START

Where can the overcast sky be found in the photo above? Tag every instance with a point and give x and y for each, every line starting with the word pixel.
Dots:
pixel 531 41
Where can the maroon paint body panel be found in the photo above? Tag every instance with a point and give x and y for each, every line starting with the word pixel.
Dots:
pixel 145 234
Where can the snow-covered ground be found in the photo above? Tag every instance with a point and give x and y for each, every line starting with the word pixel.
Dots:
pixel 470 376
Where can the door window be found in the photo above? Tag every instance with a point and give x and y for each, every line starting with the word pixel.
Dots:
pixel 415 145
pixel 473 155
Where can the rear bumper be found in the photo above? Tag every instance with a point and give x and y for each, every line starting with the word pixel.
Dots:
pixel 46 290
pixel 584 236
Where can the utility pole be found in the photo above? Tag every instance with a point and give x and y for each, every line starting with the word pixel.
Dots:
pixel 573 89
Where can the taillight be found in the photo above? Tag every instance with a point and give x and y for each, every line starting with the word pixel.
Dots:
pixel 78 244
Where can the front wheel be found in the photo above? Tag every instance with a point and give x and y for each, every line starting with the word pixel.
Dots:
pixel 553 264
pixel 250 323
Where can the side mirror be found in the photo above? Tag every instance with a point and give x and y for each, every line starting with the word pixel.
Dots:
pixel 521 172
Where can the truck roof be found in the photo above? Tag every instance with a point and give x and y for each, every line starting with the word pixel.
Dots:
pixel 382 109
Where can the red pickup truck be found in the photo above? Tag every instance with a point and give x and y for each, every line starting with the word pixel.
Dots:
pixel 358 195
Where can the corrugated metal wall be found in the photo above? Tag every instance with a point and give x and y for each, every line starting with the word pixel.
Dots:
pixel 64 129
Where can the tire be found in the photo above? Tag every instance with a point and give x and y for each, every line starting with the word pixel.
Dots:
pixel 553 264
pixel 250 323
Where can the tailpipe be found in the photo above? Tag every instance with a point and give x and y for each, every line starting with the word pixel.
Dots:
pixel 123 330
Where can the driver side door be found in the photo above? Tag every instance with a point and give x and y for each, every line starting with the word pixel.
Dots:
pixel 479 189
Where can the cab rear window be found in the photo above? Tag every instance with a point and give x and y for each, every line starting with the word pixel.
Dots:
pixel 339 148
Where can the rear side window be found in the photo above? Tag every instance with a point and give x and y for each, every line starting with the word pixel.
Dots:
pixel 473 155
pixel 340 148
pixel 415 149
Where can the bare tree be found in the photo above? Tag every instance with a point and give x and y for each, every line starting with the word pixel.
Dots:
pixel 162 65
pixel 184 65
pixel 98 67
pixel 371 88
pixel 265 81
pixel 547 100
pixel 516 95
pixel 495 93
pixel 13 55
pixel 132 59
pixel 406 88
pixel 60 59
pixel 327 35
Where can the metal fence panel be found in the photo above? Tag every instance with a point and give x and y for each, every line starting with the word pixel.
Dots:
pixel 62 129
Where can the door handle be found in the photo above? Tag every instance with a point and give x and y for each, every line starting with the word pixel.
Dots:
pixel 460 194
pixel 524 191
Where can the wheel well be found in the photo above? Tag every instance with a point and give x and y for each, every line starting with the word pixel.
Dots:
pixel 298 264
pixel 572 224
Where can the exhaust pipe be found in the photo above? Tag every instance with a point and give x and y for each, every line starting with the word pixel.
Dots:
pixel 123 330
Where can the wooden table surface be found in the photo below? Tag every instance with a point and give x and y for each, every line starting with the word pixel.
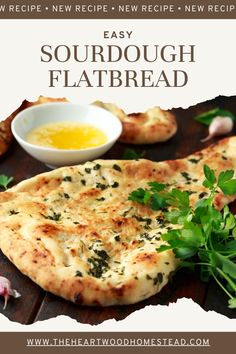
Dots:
pixel 36 304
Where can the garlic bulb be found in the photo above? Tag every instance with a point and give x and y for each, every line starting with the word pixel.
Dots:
pixel 6 290
pixel 219 126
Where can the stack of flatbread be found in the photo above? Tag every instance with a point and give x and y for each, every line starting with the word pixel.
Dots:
pixel 74 232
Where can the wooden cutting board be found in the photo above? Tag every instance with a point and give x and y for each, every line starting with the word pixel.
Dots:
pixel 36 304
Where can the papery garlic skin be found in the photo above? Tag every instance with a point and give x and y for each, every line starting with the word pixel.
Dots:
pixel 219 126
pixel 6 290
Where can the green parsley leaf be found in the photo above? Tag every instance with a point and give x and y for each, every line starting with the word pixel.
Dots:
pixel 207 117
pixel 203 235
pixel 229 187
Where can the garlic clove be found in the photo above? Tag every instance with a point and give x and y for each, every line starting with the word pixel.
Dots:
pixel 6 290
pixel 219 126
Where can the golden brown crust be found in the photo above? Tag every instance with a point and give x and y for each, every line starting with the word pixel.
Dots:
pixel 155 125
pixel 75 233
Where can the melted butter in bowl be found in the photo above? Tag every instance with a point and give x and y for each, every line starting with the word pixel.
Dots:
pixel 64 134
pixel 67 135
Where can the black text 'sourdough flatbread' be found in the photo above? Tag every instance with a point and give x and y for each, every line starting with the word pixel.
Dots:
pixel 74 232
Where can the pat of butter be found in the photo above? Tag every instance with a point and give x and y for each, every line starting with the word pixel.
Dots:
pixel 67 135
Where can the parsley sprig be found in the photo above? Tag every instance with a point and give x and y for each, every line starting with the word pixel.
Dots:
pixel 203 236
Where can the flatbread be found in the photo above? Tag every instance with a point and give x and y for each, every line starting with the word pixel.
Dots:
pixel 74 232
pixel 153 126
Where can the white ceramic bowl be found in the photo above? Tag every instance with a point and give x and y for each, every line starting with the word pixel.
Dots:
pixel 38 115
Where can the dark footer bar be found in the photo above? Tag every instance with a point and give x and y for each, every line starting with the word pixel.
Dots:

END

Reproduce all of the rows above word for word, leaving the pictures out of your answer.

Where can the overcast sky be found in the photo above? Tag every instance with a point and give x and y for each, every line starting with the word pixel.
Dots:
pixel 531 41
Where can the maroon paint body panel be found in the photo above? Tag every instance with a point and give x and y for each, every line starting with the word pixel.
Dots:
pixel 145 234
Where can the snow-covered ground be found in the photo above? Tag every instance with a point and give x and y for each, every line starting with the word pixel.
Dots:
pixel 470 376
Where can the door window be found in the photo above? Tag every instance with a point and give x and y for each, every line starting with the word pixel.
Dots:
pixel 415 145
pixel 473 155
Where can the rear bumper be found in the photo above? Tag every instance with a point and give x and y for each, every line starting with the word pixel.
Dots:
pixel 46 290
pixel 584 236
Where can the utility pole be found in the photo above? Tag every instance with a point and give x and y for each, every line starting with the word pixel.
Dots:
pixel 573 89
Where can the taillight be found in the photo above? Tag every instance with a point and give x and y for each, every line starting with the word pixel.
Dots:
pixel 78 244
Where can the front wheel be found in the photo above? Tag every instance with a point and give x and y for each, every line starting with the word pixel.
Dots:
pixel 553 264
pixel 250 323
Where can the side mirror be found in the photo above? Tag every instance with a point and give x and y for each, every line starting with the word pixel.
Dots:
pixel 521 172
Where can the truck roof be found in the photo above? Tag every instance with a point and give x and y for each, every line starting with the word pixel.
Dots:
pixel 382 109
Where can the red pickup truck be found in the photo above? Tag every instance with a point and give x and y for each, every line starting with the word pixel.
Dots:
pixel 358 195
Where can the corrugated metal wall be found in the photo above? Tag every instance with a point and give x and y for each, every line starting with the word pixel.
Dots:
pixel 64 129
Where can the tire be found in the photo above? Tag every instance with a point and give x and y for each, every line starting with the word pixel.
Dots:
pixel 553 264
pixel 250 323
Where can the tailpipe be found in the photo above? Tag every instance with a point and give x and y for each, every line starting with the word pixel.
Dots:
pixel 123 330
Where can the driver side door be found in the photo above? Tag every instance with a point and give x and y for each, every line starting with the word pixel.
Dots:
pixel 479 189
Where can the cab rear window be found in the photo above? Tag every instance with a point and give x and y for each, every line starting with the word pixel.
Dots:
pixel 339 148
Where can the rear side window be found in the photo above? Tag every instance with a point and give x and y for each, every line starting with the word pixel.
Dots:
pixel 473 155
pixel 340 148
pixel 415 149
Where can the bare tree be found in the photo above? Tag every instance with a point and give x and y for each, every line starting with the word pixel.
Dots:
pixel 162 65
pixel 184 65
pixel 98 67
pixel 371 88
pixel 265 81
pixel 547 100
pixel 516 95
pixel 495 93
pixel 13 55
pixel 132 59
pixel 406 88
pixel 60 59
pixel 327 35
Where can the metal fence panel be found in the photo above? Tag every instance with a point and give x and y for each, every line starting with the word pixel.
Dots:
pixel 62 129
Where can the door handle be found in the photo above? Tag every instance with a point and give x and y for each, every line starting with the word pixel.
Dots:
pixel 460 194
pixel 524 191
Where can the wheel well be found in the photo above? Tag every instance with a point and give x and y for each, every line starting with the word pixel.
Dots:
pixel 298 264
pixel 572 224
Where can the exhaust pipe be found in the photo above? Tag every instance with a point and give x and y for each, every line starting with the word pixel.
Dots:
pixel 123 330
Where can the wooden table surface be found in the photo below? Tag every instance with a point and give x and y for each, every line starting with the word pixel.
Dots:
pixel 36 304
Where can the garlic bulb be found in the photo above? Tag every instance with a point and give x and y for each, every line starting with the word pixel.
Dots:
pixel 6 290
pixel 219 126
Where can the stack of flatbread be found in the photo above? Tag every instance with a point and give x and y for each, every line starting with the word pixel.
Dots:
pixel 74 232
Where can the wooden cutting board be found in the photo above? Tag every instance with a point and give x and y for each, every line starting with the word pixel.
Dots:
pixel 36 304
Where can the papery garlic skin be found in the photo above? Tag every instance with a point and give x and y for each, every line starting with the word pixel.
Dots:
pixel 219 126
pixel 6 290
Where can the green parsley leaf be found in the photo above? Tag every instance with a point and give x and y for each, every line starting with the word pixel.
Dots:
pixel 207 117
pixel 203 235
pixel 229 187
Where can the garlic clove be found in the photo above? Tag every instance with a point and give x and y for each, every line starting with the word pixel.
Dots:
pixel 6 290
pixel 219 126
Where can the golden brown crust be found in the photo above? Tag every instance with a point and give x and y for each, every line starting with the word pixel.
Dots:
pixel 155 125
pixel 75 233
Where can the melted butter in bowl be found in the photo above? Tag every instance with a point and give x and y for each, every line starting with the word pixel.
Dots:
pixel 64 134
pixel 67 135
Where can the black text 'sourdough flatbread' be found in the photo above? Tag every instance with a point and give x and y for each, every line starting with the word pixel.
Dots:
pixel 74 232
Where can the pat of butter be found in the photo above? Tag every instance with a point and give x and y for each, every line starting with the word pixel.
Dots:
pixel 67 135
Where can the parsley sprig be found in the photo above? Tag every instance with a point and give x and y for each, every line starting with the word pixel.
Dots:
pixel 203 236
Where can the flatbread be found in the photo above? Tag every instance with a point and give x and y for each, every line starting with the word pixel.
Dots:
pixel 74 232
pixel 153 126
Where can the white ceramic bowl be found in the photo above? Tag every instance with a point and give x and y for each, every line starting with the word pixel.
Dots:
pixel 38 115
Where can the dark footer bar be found in the photo above? Tag every instance with a point and give x and y for each, every line starting with the word pixel.
Dots:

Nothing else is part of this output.